The battle to create the preferred round the world race for the Class40 continues. The original race, once called the Portimao Global Ocean Race, has now been renamed the Global Ocean Race and the upstart competitor is called the Portugal Ocean Race. So that’s clear for all to understand. The competitors, sponsors, media and fans will be able to work that out.
There is no doubt in our minds that the Class40 is a great platform for a round the world race. It fits nicely into the offshore hierarchy as an ‘affordable’ stepping stone to the elite Open60, but can (should) the class support two races of this type?
A couple of weeks back, the Class40 Association gave their endorsement to the Global Ocean Race founded by Josh Hall. Today, the Portugal Ocean Race has released a statement quoting several offshore sailors in support of their event.

-=-=-=-=-

### Exercise tasks
**A)** Summarize the piece on the rival Class40 round-the-world races in two sentences.
**B)** Carry on the piece about the rival Class40 round-the-world races from its last sentence.

Records from a data source
-=-=-=-=-

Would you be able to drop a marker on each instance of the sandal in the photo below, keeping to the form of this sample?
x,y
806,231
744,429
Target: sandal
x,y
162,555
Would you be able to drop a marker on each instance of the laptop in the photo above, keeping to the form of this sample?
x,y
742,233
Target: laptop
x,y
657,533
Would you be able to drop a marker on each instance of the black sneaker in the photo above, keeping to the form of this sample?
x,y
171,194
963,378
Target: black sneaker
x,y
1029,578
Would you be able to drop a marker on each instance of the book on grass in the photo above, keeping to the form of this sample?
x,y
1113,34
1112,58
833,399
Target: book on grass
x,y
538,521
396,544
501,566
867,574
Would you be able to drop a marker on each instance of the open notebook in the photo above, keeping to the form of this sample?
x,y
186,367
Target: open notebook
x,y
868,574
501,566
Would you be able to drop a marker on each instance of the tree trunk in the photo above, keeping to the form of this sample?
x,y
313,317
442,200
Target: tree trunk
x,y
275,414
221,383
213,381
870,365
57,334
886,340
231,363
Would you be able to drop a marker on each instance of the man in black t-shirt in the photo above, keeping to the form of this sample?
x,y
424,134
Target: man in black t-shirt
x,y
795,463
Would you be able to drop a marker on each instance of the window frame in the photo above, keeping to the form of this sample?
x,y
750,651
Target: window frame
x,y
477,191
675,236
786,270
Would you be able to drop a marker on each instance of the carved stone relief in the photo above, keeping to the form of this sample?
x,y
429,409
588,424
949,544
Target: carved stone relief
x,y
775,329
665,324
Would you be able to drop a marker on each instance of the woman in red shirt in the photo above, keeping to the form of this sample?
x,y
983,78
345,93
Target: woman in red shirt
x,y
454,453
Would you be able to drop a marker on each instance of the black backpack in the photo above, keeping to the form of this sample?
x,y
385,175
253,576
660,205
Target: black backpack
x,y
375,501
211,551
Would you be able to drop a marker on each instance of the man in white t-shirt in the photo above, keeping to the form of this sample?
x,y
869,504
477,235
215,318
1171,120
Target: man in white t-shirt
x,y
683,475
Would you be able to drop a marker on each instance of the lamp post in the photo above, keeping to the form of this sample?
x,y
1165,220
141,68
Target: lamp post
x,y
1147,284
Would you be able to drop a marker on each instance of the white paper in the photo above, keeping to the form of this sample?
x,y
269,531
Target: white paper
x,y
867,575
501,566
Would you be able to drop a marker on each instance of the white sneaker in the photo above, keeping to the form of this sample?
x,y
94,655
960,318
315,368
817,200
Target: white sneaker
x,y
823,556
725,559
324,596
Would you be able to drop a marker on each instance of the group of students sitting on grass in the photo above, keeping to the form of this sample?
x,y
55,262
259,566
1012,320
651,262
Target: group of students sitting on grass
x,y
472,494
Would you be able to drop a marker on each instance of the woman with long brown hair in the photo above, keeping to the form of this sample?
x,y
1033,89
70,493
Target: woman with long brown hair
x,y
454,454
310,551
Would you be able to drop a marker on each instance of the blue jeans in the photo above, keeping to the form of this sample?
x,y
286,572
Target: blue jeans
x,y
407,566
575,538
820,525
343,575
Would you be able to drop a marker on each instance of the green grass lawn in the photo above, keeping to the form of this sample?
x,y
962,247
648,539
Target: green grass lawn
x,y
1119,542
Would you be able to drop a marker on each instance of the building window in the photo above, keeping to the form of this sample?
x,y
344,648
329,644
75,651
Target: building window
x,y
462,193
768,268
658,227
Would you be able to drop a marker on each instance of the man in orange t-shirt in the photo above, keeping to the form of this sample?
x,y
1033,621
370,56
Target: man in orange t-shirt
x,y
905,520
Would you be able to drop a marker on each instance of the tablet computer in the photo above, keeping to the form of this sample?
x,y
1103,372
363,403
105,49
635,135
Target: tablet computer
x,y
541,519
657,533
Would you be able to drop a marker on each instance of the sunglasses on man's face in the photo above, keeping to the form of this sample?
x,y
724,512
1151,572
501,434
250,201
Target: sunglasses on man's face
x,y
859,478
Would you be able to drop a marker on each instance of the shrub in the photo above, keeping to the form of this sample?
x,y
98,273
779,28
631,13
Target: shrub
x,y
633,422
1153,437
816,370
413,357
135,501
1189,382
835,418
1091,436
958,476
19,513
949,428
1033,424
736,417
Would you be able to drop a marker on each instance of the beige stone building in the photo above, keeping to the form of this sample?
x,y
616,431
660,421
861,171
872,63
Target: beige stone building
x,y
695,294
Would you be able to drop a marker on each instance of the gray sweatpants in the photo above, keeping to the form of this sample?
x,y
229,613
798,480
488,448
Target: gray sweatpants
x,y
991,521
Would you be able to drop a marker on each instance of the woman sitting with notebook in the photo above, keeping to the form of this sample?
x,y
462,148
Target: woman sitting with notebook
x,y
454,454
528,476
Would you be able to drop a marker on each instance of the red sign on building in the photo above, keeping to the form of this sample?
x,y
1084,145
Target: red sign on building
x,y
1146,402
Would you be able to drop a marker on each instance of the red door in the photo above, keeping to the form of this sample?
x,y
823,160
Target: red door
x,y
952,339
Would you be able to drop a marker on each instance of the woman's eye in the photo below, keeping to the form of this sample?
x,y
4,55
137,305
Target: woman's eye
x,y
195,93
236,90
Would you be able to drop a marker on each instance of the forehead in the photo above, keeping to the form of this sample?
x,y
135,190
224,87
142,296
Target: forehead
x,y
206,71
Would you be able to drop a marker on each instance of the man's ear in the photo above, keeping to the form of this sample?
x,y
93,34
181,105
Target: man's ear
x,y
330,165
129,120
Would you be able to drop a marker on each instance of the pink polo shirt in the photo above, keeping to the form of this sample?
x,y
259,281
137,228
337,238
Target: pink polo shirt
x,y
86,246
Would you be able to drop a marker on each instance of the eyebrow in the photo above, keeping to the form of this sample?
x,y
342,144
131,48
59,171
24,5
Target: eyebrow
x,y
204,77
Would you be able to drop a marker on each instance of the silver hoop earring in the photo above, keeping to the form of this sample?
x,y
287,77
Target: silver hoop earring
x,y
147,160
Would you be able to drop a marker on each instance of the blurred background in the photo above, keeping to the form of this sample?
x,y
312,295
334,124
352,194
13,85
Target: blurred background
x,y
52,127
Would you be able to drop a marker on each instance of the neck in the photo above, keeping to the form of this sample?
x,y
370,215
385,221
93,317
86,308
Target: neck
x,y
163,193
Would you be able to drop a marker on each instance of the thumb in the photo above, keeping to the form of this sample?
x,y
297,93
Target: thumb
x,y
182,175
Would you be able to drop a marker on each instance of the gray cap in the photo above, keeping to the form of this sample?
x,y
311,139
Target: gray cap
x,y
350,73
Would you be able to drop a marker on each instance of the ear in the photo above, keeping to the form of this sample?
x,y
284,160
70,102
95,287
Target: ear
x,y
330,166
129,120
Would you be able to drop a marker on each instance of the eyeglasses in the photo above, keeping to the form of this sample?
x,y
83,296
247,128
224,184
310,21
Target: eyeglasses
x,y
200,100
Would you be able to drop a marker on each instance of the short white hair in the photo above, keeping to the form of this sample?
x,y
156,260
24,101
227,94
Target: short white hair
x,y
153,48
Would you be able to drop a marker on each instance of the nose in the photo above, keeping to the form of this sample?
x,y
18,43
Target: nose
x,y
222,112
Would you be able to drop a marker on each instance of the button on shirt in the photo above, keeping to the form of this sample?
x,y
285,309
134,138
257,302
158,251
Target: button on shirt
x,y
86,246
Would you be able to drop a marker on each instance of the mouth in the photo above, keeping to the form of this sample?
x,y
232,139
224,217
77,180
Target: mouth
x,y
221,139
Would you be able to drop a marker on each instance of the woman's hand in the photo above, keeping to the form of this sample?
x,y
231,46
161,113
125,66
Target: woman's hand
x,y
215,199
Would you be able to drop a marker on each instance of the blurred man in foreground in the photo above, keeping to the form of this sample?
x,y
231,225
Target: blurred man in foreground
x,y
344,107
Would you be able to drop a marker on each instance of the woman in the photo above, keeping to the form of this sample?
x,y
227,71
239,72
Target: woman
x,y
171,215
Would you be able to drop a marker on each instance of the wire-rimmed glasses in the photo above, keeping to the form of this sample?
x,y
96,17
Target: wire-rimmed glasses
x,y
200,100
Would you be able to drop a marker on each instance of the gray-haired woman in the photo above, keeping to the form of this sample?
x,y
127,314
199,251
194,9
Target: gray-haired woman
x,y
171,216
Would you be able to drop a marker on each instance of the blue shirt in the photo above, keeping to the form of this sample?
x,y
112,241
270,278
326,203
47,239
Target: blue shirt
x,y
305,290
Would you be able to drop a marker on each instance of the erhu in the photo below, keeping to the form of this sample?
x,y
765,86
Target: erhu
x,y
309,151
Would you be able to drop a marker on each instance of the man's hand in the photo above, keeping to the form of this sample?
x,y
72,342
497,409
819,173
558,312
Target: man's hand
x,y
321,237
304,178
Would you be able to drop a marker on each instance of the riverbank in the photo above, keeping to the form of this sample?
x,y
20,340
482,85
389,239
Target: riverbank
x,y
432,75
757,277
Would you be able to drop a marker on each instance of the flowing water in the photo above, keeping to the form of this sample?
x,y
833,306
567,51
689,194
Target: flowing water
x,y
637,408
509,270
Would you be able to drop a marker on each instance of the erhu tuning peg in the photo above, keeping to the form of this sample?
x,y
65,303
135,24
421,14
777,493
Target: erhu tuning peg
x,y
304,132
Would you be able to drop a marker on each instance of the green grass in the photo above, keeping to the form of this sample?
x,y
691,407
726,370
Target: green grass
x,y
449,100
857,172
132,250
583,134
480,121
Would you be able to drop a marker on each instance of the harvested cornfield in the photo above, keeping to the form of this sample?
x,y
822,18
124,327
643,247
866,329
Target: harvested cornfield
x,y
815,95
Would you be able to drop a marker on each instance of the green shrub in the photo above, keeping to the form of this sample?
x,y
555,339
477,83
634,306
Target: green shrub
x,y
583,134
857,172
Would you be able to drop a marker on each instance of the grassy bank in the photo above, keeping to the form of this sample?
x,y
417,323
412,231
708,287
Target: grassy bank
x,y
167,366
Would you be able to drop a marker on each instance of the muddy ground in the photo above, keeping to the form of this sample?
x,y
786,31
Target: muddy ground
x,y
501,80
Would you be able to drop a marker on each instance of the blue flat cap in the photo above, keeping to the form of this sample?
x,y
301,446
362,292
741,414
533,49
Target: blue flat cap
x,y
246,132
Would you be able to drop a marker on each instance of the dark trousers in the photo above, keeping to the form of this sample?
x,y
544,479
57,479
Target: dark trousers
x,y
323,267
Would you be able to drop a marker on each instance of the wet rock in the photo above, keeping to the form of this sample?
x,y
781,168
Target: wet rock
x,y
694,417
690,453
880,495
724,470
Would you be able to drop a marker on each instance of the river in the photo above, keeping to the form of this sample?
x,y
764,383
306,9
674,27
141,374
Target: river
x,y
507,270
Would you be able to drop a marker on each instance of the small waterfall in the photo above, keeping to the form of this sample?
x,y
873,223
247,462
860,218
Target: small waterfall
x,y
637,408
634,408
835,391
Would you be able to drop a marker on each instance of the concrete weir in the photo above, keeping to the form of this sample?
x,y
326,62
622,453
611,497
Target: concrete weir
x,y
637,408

-=-=-=-=-

### Responses to the exercise
**A)** The original Class40 round-the-world race, once called the Portimao Global Ocean Race, has been renamed the Global Ocean Race, and a competing event is called the Portugal Ocean Race. The Class40 Association has endorsed the Global Ocean Race founded by Josh Hall, while the Portugal Ocean Race has released a statement quoting several offshore sailors in support of its event.

**B)**
Grant Dalton, Roger Nilson, Skip Novak and Cam Lewis all have great credentials to talk about offshore racing. Lewis, the Portugal Ocean Race’s Technical Director, who has worked with race founder Brian Hancock and CEO Larry Rosenfeld on the Team Adventure project says:
I would like to say that I think that the Portugal Ocean race is one of the most innovating and interesting new events to come along in quite some time,’ he said. ‘It’s true that offshore ocean racing is becoming increasingly expensive and the boats so technically advanced that it requires years of training at the highest levels to master some of the powerful new designs, but you can have just as much fun and adventure in a Class 40 whether you race solo, doublehanded or fully crewed around the world.’
Lewis hopes to ressurect the 110 foot maxi catamaran Team Adventure as a platform for television, support and hospitality during the Portugal Ocean Race.
Grant Dalton knows a thing or two about yacht racing, but recently has also turned his hand to creating events that fly in the face of the status quo. Dalton is one of the driving forces behind the Louis Vuitton Pacific Series which has turned into the Louis Vuitton Trophy that will see teams originally put together for America’s Cup campaigns compete in Version 5 America’s Cup boats. Dalton says:
‘My passion lies with the Volvo Ocean Race. I have seen the event grow from very humble beginnings when I raced my first race in 1981, to become the preeminent global around-the-world race,’ he said. ‘It has, however, become near impossible for ‘ordinary’ sailors to participate. The Portugal Ocean Race is just the kind of event we need to get people involved and new sponsors into the sport. It’s an affordable way to race around the world and a stepping stone for those sailors looking to ramp up their campaigns to something bigger like a Vendée Globe or Volvo Ocean Race.’
The Portugal Ocean Race will stopover in Team New Zealand’s hometown of Auckland on the way around the world.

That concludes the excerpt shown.